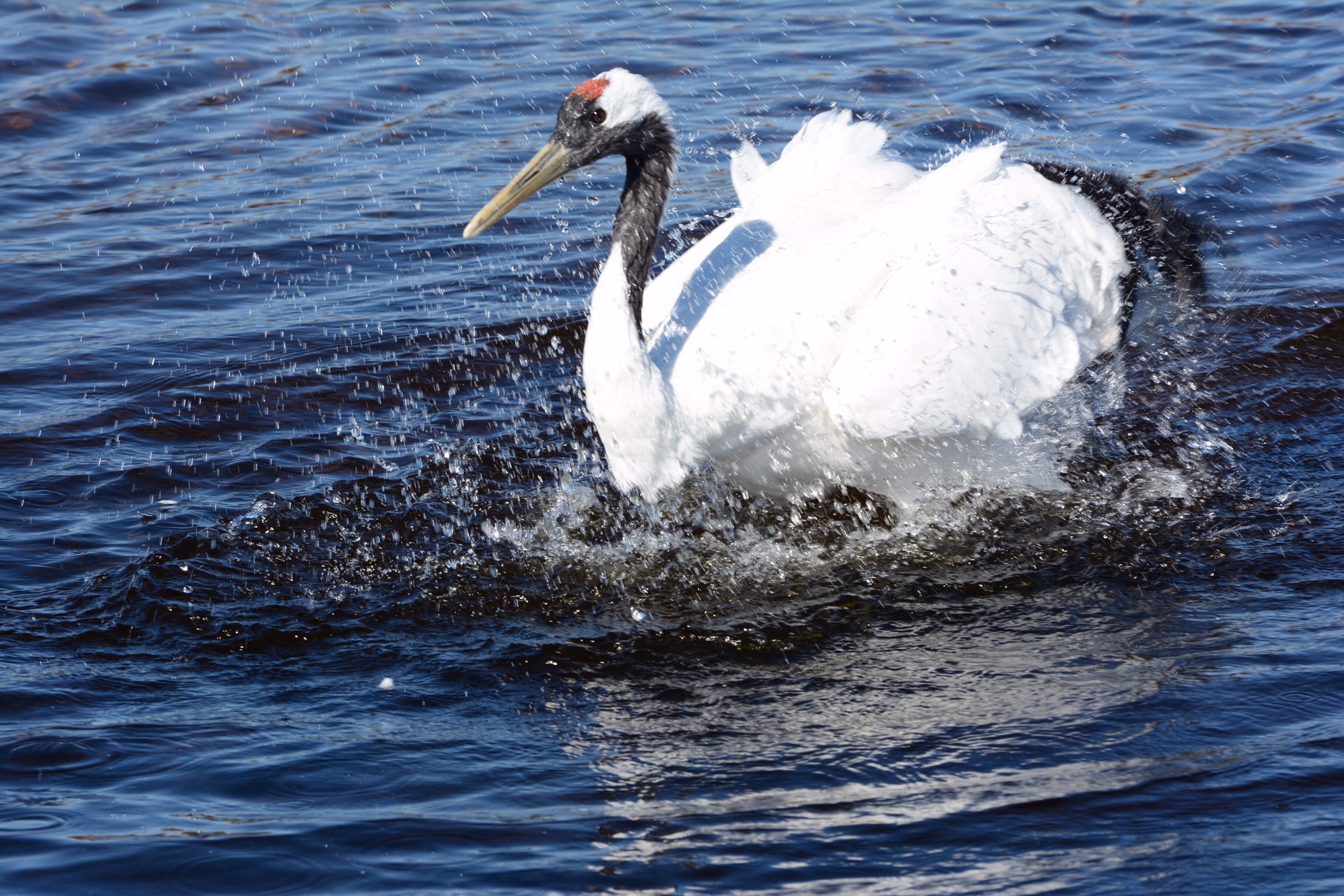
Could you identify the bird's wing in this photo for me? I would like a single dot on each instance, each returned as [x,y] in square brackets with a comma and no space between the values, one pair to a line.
[1002,288]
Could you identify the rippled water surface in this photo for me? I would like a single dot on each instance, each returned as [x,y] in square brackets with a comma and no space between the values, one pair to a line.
[272,431]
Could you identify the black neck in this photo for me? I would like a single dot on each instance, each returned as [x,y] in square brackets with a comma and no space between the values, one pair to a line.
[648,179]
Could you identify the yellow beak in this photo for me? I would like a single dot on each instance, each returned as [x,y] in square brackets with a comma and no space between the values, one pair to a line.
[545,167]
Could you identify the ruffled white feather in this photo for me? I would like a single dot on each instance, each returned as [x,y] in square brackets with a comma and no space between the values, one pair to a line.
[858,323]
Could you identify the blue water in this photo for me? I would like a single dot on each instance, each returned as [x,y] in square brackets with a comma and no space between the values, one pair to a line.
[270,433]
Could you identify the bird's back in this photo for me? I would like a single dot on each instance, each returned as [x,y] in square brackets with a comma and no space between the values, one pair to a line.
[857,301]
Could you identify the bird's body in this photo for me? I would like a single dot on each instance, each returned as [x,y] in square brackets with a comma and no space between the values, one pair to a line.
[854,323]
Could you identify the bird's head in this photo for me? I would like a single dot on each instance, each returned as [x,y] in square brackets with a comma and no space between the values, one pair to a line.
[615,113]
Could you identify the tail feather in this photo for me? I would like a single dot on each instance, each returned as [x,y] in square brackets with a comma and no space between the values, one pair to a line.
[1154,227]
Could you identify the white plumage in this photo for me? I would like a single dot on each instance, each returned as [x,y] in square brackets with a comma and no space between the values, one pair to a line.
[855,321]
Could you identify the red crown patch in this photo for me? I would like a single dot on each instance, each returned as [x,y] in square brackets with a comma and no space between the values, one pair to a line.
[592,89]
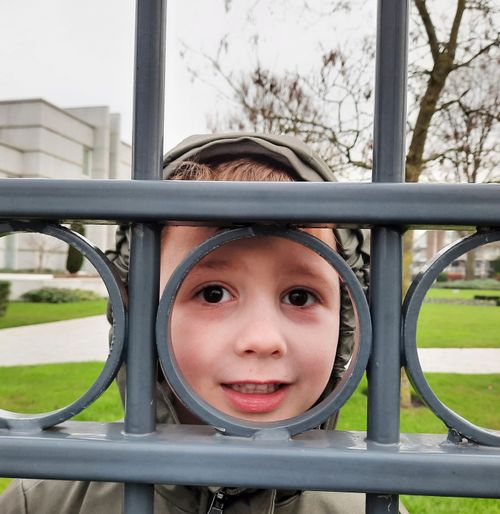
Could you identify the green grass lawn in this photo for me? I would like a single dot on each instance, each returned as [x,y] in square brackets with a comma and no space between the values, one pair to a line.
[50,386]
[25,313]
[473,396]
[458,326]
[460,294]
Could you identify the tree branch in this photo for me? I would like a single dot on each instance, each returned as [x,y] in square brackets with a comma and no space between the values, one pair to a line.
[429,28]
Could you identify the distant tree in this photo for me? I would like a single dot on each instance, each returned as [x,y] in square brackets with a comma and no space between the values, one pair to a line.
[330,107]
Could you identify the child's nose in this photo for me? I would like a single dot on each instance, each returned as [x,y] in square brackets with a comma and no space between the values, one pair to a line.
[261,336]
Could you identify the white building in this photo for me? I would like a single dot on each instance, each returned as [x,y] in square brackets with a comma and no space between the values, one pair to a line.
[428,243]
[41,140]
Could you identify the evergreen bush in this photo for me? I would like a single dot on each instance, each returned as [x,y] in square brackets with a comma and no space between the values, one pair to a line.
[59,295]
[4,296]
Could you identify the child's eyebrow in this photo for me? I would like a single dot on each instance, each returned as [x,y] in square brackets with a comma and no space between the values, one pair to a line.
[213,263]
[306,271]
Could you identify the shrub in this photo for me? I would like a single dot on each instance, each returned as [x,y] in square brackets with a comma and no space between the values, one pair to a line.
[74,261]
[58,295]
[4,296]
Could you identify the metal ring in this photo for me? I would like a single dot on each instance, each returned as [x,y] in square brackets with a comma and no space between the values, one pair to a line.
[411,309]
[117,297]
[232,425]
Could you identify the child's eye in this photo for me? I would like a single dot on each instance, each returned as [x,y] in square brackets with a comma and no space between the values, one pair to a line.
[214,294]
[300,298]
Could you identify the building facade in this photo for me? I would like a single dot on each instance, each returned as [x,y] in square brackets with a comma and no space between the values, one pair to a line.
[41,140]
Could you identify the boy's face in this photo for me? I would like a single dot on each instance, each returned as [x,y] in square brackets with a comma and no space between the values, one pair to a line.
[255,324]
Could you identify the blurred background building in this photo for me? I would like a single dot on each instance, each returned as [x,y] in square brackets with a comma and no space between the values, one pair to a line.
[41,140]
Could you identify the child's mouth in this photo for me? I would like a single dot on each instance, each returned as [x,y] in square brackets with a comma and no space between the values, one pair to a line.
[255,388]
[256,398]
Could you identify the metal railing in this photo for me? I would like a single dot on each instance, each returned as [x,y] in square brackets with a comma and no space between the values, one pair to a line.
[381,462]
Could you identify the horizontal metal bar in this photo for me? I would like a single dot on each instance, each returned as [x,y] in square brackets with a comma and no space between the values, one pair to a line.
[343,203]
[341,461]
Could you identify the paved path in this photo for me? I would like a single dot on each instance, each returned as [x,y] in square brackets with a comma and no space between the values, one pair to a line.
[76,340]
[85,339]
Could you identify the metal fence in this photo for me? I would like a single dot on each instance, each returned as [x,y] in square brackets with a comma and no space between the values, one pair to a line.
[381,462]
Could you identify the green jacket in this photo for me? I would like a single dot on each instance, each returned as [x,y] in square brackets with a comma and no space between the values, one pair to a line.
◆ ◆ ◆
Work instructions: Present the stretch of rows from the one containing "Could you identify the child's mouth" through the final row as a numbered list, omitting any blank lines.

Solution to this problem:
1. Could you identify the child's mouth in this photo for me? I would like a single dot on each instance, each returned as [x,y] in square brackets with a comma and no space between the values, one pair to a line.
2. [255,388]
3. [256,398]
4. Could you identify the metal railing in this photo for me? I would like a single dot on each instance, each returned as [x,y] in square brackets with a comma and no space between the values, one pair to a line.
5. [381,462]
6. Could you identify the horizontal metal bar in this photo for me? I would like a single dot on each instance, each returned as [x,y] in square brackets with a comma and no space between the values, one pair to a line.
7. [343,203]
8. [341,461]
9. Could you identify the paved path in this photo for me? I would like a single dot on each instance, each returned as [x,y] in square brackets with a comma and no space between the values, one pair to a line.
10. [76,340]
11. [85,339]
12. Could you identify the metal fence in this photo for me? I would like a single dot on each instance, each returned as [x,y] in square brackets with a comma and no space between the values, one pair to a line.
13. [381,462]
14. Could you identify the green jacket in this photo for me? I would like a single dot on each instance, each returned as [x,y] in square brackets with a comma and no space between the values, one pair to a line.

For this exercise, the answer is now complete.